(Entries from a pointing dataset)
* * * * * * *

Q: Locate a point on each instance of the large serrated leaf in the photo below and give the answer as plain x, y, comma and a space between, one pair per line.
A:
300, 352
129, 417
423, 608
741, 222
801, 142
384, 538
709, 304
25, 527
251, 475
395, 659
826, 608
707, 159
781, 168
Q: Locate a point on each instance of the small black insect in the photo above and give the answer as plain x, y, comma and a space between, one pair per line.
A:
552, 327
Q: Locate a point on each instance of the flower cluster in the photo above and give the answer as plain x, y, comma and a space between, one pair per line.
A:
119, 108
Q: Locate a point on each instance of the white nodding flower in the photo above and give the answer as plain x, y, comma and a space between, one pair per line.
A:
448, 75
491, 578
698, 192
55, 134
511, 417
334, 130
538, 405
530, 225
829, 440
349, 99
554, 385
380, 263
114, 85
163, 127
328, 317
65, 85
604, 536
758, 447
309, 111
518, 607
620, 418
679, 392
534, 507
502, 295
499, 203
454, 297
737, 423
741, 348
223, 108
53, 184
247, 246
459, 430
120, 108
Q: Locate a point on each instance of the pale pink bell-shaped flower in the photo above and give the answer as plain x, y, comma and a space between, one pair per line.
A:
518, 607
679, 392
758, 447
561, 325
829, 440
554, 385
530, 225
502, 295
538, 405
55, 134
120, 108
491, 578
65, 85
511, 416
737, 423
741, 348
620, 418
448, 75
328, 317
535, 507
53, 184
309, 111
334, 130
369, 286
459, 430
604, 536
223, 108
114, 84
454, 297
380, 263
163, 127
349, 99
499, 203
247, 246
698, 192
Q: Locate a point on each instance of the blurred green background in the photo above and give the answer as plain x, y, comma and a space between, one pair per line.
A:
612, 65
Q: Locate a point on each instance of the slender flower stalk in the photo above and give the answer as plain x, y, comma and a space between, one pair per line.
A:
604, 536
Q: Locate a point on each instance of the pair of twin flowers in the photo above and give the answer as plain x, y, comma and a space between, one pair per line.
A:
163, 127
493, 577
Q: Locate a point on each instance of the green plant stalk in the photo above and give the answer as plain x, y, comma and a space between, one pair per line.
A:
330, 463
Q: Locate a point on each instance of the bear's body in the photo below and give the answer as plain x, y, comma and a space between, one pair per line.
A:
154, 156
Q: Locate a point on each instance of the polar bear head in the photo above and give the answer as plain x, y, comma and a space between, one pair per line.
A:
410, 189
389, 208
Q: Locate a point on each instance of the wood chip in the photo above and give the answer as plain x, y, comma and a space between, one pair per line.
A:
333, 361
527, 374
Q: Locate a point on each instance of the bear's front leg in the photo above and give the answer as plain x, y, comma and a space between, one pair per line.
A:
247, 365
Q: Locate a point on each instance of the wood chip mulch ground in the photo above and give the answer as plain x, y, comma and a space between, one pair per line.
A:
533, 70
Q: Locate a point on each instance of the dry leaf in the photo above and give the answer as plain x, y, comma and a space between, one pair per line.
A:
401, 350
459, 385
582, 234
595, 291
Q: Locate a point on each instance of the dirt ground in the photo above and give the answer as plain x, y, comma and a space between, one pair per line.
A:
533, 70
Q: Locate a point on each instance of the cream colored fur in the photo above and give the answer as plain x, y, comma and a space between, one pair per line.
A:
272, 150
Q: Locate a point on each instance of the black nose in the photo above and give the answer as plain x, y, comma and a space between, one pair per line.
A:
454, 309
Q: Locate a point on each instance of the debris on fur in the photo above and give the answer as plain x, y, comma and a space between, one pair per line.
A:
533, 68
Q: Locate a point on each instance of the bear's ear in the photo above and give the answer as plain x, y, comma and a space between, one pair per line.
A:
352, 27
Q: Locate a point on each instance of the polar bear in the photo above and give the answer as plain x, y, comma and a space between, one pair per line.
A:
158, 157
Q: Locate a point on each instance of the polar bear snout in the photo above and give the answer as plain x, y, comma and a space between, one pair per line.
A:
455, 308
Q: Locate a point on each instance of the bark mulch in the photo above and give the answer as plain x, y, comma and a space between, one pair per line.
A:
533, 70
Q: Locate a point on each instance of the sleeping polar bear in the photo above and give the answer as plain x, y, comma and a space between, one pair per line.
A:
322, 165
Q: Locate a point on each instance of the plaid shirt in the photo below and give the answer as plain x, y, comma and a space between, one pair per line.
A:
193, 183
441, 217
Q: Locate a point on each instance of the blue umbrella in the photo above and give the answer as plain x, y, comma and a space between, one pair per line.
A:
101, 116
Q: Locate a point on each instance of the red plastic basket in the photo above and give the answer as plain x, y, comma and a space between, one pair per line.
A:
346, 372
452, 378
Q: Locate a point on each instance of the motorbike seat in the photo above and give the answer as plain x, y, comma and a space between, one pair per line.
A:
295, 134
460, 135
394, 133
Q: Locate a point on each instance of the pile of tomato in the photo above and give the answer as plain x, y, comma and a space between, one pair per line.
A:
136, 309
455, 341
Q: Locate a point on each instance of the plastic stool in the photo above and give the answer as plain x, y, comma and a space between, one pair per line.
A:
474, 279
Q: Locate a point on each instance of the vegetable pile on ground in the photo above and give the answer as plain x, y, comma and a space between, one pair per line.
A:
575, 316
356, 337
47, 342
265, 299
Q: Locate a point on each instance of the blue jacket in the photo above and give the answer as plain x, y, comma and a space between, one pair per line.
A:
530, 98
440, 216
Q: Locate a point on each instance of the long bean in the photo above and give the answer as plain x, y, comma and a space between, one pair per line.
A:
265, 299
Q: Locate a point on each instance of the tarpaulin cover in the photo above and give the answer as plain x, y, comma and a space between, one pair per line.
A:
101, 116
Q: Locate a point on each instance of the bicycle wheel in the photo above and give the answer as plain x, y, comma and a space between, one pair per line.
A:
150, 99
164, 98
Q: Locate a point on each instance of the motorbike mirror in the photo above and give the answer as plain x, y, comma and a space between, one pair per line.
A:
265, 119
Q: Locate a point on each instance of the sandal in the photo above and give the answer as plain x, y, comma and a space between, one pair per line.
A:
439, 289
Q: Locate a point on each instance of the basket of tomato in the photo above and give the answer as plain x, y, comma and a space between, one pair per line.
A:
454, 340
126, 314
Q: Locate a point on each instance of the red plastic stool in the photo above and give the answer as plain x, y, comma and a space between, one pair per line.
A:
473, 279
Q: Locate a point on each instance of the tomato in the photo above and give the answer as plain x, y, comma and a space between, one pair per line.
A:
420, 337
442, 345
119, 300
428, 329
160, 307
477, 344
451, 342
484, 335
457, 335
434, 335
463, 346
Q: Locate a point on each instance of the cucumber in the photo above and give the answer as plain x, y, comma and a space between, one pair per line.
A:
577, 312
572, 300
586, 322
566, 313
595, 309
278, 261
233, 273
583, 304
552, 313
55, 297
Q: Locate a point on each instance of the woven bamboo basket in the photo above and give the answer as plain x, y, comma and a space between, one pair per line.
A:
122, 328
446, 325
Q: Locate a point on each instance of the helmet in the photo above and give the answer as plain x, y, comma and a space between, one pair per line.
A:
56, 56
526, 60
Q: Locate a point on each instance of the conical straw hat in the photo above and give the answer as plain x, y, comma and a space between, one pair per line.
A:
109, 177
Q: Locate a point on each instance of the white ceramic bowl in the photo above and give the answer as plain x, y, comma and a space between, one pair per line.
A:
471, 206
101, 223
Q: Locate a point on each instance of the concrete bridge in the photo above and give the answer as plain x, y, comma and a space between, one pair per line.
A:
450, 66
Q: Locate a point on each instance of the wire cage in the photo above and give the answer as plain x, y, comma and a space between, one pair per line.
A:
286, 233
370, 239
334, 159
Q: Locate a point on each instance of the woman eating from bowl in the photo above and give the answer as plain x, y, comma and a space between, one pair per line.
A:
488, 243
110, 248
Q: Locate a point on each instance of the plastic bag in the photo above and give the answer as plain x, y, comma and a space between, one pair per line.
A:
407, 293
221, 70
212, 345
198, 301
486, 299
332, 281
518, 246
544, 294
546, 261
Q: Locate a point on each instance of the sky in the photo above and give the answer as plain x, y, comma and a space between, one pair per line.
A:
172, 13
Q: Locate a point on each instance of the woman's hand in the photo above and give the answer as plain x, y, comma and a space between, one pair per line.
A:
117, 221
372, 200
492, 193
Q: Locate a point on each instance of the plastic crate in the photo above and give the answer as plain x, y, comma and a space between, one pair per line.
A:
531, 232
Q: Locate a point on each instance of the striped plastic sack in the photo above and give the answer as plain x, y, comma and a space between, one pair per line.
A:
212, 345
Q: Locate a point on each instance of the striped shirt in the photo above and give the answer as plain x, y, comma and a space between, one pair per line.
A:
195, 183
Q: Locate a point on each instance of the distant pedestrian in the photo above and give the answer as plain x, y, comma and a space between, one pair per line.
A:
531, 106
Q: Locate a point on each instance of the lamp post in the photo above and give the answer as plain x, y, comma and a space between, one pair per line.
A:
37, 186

* * * * * * *

- **Exercise aim**
Copy every line of the records above, requests included, starting at the line that contains "Q: Locate a point on each instance of the plastic crate" and continuing through the final line. In each answer, add 22 to every coordinate.

- **Final result**
Q: Locate a point on each instance of the plastic crate in the photo above and give the answer as plain x, y, comma and a space between, one pair per line.
A:
553, 254
Q: Locate a point on each instance of the striped plastic sack in the photo above and give the answer as plain x, y, comma and a space between, one pair per line.
A:
234, 367
Q: Locate a point on each instance of the striped shirt in the photo above and give the answer as plain x, y, comma and a space between, one pair per line.
A:
217, 205
Q: Locate a point on each instance of the distant pedestrian in the photo above and give the answer as plain x, y, comma and a space between, one pair per line.
A:
553, 128
Q: Locate a point on each instance of the lamp post in the photo above and give the answer as plain x, y, comma and a space between, one pair per line.
A:
59, 208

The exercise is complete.